Task instructions>
After locating the line that contains "wall in the given photograph." in the data below, set down exactly that line and each one after it through the line that contains "blonde hair in the given photograph.", and nothing more.

»»

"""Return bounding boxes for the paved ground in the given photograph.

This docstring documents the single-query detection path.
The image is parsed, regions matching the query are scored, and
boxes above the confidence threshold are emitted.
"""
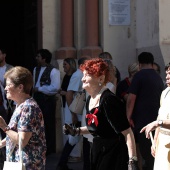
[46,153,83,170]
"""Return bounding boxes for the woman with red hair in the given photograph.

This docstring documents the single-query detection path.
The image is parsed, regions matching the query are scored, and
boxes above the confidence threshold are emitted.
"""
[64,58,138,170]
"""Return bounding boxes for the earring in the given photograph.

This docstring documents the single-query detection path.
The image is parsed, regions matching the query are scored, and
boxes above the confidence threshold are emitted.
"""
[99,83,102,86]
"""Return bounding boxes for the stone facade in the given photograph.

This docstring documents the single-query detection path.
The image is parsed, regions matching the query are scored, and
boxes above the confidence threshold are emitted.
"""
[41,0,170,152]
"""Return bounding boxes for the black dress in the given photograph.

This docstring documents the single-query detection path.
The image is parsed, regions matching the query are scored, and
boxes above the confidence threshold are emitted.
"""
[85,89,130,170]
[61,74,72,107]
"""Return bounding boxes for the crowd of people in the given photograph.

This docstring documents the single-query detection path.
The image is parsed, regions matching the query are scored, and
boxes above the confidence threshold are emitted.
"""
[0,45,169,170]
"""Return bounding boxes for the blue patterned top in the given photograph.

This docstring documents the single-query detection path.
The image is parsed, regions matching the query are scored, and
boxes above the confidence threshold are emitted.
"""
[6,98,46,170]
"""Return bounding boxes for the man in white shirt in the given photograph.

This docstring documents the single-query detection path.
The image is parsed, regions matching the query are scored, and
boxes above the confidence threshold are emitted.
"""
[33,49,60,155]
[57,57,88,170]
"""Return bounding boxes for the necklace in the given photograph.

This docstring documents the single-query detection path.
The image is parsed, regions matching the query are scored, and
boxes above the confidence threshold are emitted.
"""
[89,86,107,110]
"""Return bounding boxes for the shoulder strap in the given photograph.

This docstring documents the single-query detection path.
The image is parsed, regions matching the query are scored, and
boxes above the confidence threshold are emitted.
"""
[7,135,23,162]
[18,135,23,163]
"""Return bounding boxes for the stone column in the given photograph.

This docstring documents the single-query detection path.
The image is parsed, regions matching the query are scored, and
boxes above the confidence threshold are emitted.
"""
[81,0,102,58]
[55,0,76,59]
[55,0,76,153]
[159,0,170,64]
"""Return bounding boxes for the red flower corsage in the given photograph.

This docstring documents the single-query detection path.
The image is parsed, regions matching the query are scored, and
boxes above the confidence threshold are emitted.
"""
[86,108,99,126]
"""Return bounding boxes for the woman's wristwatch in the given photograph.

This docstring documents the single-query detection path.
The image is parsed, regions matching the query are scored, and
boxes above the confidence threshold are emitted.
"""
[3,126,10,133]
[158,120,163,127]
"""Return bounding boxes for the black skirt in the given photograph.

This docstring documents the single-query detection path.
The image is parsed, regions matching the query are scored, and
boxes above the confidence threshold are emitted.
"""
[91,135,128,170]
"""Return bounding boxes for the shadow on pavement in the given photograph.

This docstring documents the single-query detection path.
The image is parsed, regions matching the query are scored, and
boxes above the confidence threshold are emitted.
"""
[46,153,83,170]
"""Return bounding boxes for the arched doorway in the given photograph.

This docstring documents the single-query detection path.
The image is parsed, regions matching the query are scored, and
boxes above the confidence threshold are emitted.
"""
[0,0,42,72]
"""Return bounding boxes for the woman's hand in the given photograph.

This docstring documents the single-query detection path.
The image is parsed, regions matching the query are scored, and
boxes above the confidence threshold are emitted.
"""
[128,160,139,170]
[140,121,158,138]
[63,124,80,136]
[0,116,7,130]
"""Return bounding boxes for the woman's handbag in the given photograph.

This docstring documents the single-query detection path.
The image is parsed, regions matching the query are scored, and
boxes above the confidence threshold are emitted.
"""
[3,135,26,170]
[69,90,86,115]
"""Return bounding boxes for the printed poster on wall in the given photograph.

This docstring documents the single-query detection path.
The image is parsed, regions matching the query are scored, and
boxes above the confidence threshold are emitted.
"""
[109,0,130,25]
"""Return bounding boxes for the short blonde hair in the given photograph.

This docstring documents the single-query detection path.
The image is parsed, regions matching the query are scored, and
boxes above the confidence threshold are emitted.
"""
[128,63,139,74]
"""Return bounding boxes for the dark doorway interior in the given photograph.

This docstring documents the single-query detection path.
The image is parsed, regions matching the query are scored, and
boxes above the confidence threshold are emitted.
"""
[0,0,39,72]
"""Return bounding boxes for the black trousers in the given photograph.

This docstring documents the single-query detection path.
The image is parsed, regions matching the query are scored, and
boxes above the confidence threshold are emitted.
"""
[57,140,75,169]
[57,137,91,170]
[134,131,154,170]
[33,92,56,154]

««

Your response>
"""Return bounding boxes for the printed poster on wall in the given photograph.

This docstring documents the single-query detection path.
The image is parsed, regions matching the query are scored, and
boxes above the confidence threshold are emitted.
"""
[109,0,130,25]
"""Return bounding boxes for the short blonde hair in the given photograph.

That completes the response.